→ Problems to work on
A. Summarize the article on hearing loss and relationships in two sentences.
B. Pick up the article on hearing loss and relationships where it stops, and write what comes next.
==== Reading passage
It’s something a lot of people suffer with, but few want to talk about – hearing loss and its effect on personal relationships. Hearing loss can create communication obstacles that result in misunderstandings and aggravation for both partners.
With Valentine’s Day just around the corner isn’t it a great opportunity to show your love and appreciation for your loved one? A wonderful way to do this is to talk to your loved one about your hearing loss.
Having “the talk”
Studies have revealed that an individual with neglected hearing loss is 2.4 times more likely to experience dementia, including Alzheimer’s disease. A cascade effect that will eventually affect the entire brain will be initiated when the region of your brain responsible for hearing becomes less active. Doctors call this brain atrophy. It’s the “use it or lose it” principle in action.
Depression numbers among those who have hearing loss are almost twice that of a person with healthy hearing. Studies have shown that as a person’s hearing loss worsens, they frequently become stressed and agitated. This can result in the person being self secluded from friends and family. They are also likely to avoid involving themselves in the activities they once enjoyed as they sink deeper into a state of depression.
Relationships between family, friends, and others then become tense. Communication issues need to be managed with patients and compassion.
Your loved one may not be ready to tell you they are experiencing hearing loss. They may be afraid or embarrassed. Denial might have set in. You may need to do a bit of detective work to figure out when it’s time to have the conversation.
Here are some external clues you will need to rely on because you can’t hear what other people are hearing:
- Repeated misunderstandings
- Starting to notice anxiety and agitation in social situations
- Not hearing important sounds, like the doorbell, dryer buzzer, or somebody calling their name
- Complaining about buzzing, humming, static, or other sounds that you don’t hear
- Sudden difficulty with work, hobbies, or school
- Avoiding busy places
- Watching TV with the volume extremely high
- Avoiding conversations
Plan on having a heart-to-heart talk with your loved one if you notice any of these symptoms.
What is the best way to talk about hearing loss?
Having this conversation might not be easy. A partner in denial might brush it off or become defensive. That’s why approaching hearing loss in an appropriate manner is so crucial. You might need to alter your language based on your unique relationship, but the strategies will be more or less the same.
- Step 1: Tell them how much you love them unconditionally and how much you appreciate your relationship.
========
==== Extracted data
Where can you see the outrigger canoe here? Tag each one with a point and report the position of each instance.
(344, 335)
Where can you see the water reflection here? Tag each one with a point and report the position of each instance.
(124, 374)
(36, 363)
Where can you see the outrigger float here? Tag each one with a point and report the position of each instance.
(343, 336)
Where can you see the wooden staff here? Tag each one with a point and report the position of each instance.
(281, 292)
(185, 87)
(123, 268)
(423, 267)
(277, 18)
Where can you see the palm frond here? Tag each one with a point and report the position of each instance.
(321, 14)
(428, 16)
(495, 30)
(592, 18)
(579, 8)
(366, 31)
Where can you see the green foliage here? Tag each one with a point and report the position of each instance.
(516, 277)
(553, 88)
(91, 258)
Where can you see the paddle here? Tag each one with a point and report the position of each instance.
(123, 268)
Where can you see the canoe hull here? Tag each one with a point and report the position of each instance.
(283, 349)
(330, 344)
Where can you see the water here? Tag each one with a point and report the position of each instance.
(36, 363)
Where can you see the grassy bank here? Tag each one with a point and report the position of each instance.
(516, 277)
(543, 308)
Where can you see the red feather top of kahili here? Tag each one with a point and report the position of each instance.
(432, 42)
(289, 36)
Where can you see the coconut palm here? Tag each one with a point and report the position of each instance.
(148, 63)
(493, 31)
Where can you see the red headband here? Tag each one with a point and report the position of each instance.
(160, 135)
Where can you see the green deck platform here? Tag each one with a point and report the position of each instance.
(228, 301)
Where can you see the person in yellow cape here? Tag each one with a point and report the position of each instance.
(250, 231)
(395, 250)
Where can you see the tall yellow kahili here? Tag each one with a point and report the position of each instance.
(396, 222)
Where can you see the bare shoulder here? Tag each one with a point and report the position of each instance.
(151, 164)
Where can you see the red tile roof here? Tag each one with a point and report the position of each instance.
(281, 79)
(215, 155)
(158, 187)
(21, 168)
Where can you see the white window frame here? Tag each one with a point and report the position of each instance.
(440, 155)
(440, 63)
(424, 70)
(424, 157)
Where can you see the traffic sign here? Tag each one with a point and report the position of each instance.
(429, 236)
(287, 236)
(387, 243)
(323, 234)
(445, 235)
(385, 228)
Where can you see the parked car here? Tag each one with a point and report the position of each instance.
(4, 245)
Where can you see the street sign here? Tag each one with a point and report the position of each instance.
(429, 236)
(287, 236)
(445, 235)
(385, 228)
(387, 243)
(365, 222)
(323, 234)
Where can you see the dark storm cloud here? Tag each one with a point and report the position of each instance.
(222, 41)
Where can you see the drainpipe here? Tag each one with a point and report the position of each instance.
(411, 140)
========
→ Written answers
A. Hearing loss can strain relationships through misunderstandings, and when it is neglected it is linked to a higher risk of dementia as well as to depression, stress, and withdrawal from friends, family, and favorite activities. Because a loved one may be afraid, embarrassed, or in denial, the article lists warning signs such as repeated misunderstandings, missed everyday sounds, and a very loud TV, and it urges a heart-to-heart talk that begins by telling them how much you love and appreciate them.

B.
- Step 2: The state of their health is important to you. You’ve read through the studies. You know that untreated hearing loss can lead to an increased chance of depression and dementia. You don’t want your loved one to go through that.
- Step 3: Your own safety and health are also a concern. Your hearing could be harmed by an excessively loud TV. Also, your relationship can be impacted, as studies have revealed that overly loud noise can trigger anxiety. If you have an intruder in your house or you’ve fallen down, your partner might not hear you yelling for help. Emotion is a strong way to connect with others. Simply listing facts won’t be as impactful as painting an emotional picture.
- Step 4: Schedule an appointment to get a hearing test together. Do it right away after making the decision. Don’t delay.
- Step 5: Be ready for opposition. You could encounter these objections at any time in the process. You know this person. What will their objections be? Will it be lack of time, or money? Perhaps they don’t detect that it’s an issue. They may feel that home remedies will be just fine. (“Natural hearing loss cures” are not effective and can even be harmful.)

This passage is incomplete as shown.